-- Data listing start --
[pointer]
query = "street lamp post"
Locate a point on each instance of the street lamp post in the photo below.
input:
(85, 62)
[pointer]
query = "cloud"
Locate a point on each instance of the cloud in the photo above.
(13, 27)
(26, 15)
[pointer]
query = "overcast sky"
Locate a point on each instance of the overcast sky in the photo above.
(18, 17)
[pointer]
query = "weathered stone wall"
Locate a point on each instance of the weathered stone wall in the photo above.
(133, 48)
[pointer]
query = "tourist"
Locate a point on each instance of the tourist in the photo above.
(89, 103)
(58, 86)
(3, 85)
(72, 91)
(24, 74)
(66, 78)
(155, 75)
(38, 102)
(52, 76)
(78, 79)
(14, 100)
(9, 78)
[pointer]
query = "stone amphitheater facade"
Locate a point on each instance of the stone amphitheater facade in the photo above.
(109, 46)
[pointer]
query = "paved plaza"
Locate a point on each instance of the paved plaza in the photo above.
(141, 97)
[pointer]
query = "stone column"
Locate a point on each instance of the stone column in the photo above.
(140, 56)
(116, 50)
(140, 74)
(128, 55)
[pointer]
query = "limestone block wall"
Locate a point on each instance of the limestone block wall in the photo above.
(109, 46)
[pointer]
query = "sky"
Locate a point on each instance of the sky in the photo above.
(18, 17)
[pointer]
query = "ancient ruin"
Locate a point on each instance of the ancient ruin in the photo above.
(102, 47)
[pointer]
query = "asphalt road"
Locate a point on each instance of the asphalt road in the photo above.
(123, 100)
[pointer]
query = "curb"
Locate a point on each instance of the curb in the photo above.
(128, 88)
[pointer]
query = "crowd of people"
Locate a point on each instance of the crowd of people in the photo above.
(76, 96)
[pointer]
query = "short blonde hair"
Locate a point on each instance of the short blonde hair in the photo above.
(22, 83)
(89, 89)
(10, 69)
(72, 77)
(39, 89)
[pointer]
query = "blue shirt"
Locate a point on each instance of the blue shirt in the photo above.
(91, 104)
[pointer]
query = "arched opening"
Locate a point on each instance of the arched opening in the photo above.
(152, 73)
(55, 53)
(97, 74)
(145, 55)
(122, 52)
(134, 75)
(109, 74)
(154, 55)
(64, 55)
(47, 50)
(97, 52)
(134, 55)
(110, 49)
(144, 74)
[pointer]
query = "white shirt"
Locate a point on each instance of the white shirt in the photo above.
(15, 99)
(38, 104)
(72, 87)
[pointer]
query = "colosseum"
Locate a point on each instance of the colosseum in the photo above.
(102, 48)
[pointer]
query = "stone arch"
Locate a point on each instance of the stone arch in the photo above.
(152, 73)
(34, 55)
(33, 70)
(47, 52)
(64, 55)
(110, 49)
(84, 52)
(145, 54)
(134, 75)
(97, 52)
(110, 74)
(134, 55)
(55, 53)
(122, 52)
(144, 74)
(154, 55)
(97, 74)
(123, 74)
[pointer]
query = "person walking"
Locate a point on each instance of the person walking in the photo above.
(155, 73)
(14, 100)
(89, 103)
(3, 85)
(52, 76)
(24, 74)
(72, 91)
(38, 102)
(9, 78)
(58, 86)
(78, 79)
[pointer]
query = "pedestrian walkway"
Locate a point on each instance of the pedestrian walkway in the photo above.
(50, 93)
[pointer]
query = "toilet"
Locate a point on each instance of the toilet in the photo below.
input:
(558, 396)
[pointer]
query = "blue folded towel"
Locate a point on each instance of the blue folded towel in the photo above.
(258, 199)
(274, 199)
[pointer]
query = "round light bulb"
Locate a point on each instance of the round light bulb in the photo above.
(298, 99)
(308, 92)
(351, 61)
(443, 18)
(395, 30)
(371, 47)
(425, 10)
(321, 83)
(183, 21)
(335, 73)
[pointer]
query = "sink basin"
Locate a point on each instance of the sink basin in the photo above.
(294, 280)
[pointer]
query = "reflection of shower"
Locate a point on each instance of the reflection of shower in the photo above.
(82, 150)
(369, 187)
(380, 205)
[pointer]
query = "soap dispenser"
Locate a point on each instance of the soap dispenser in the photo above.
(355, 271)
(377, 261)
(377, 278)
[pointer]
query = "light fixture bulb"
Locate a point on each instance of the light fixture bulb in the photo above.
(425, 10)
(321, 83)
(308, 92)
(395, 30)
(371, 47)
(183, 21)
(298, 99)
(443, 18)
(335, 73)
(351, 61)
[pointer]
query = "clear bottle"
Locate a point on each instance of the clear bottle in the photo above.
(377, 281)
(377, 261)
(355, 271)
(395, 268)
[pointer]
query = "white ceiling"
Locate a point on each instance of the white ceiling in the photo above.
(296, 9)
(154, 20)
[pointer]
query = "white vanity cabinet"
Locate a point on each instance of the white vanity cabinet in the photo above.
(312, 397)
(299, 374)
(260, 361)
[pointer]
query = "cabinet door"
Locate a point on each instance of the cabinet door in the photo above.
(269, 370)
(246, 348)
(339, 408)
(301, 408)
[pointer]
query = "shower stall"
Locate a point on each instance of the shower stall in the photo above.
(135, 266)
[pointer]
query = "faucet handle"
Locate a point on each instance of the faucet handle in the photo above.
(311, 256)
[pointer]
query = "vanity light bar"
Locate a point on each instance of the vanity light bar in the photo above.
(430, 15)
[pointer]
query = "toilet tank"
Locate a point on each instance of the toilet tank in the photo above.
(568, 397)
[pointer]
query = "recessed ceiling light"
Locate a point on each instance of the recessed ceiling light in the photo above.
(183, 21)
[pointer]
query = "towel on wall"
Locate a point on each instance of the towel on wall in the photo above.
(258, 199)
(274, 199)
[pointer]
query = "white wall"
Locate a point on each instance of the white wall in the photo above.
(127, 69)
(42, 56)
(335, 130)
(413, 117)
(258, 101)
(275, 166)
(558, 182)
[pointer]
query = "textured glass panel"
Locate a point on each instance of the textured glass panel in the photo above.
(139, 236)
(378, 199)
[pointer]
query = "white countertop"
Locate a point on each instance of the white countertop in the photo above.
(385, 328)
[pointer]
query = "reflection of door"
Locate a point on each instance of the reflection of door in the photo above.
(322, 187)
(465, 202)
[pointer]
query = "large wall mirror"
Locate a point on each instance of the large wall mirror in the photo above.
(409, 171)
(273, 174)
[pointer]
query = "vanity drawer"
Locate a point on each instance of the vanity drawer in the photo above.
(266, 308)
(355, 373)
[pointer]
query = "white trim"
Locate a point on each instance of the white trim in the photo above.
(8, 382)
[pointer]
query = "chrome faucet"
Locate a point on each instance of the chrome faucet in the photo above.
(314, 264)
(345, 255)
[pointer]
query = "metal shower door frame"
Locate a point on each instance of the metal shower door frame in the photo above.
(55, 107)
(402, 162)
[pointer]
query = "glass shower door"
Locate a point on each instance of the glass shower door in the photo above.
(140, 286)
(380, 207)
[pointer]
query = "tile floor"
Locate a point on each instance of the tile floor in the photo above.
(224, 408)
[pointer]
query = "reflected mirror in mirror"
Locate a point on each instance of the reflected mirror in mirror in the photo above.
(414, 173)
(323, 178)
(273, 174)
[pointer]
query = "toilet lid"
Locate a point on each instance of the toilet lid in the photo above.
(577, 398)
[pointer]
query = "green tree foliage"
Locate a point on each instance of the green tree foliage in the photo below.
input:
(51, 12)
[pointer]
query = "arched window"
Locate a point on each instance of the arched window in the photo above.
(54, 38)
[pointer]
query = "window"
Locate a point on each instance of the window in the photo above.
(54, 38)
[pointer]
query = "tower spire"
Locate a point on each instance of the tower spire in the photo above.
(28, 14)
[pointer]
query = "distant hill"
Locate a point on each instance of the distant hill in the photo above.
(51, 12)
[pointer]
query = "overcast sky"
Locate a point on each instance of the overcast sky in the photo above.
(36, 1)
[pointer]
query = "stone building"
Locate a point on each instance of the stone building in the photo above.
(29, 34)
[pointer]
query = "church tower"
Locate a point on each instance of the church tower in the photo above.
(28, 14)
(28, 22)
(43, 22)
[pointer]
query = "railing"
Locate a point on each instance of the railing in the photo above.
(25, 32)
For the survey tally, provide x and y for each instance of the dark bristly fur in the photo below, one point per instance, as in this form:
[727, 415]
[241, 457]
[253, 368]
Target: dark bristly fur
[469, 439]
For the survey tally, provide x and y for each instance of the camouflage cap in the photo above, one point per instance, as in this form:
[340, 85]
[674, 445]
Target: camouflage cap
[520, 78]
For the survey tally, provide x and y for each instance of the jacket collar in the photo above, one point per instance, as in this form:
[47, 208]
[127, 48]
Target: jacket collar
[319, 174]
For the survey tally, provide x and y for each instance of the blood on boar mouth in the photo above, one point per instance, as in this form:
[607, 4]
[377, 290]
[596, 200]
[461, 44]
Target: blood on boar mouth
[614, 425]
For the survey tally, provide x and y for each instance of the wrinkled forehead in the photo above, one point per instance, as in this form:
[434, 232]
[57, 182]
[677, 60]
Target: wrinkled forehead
-- Data listing end --
▶ _Exercise task_:
Please reproduce the records word for word, from the line that contains "of the dark" through the final line of the records, with both ends included.

▶ _Reply_:
For the survey tally, provide x and y for each instance of the dark bristly fur in the photo below, one point per instance, as in this form:
[727, 415]
[241, 457]
[253, 368]
Target: dark bristly fur
[469, 439]
For the survey tally, provide x and y for each instance of the camouflage cap in the photo above, one point per instance, as in this form:
[340, 85]
[674, 445]
Target: camouflage cap
[520, 78]
For the survey tally, provide x and y for each instance of the jacket collar in the photo above, one point per instance, as in this form:
[47, 208]
[127, 48]
Target: jacket collar
[319, 174]
For the survey tally, provide x and y for each instance of the blood on boar mouth in the photo above, one point per instance, as in this form:
[607, 4]
[377, 290]
[596, 200]
[461, 44]
Target: blood on boar mouth
[614, 425]
For the survey tally, provide x and y for each instance of the wrinkled forehead in the photo above, one point per instance, as in this form:
[434, 232]
[57, 182]
[677, 60]
Target: wrinkled forehead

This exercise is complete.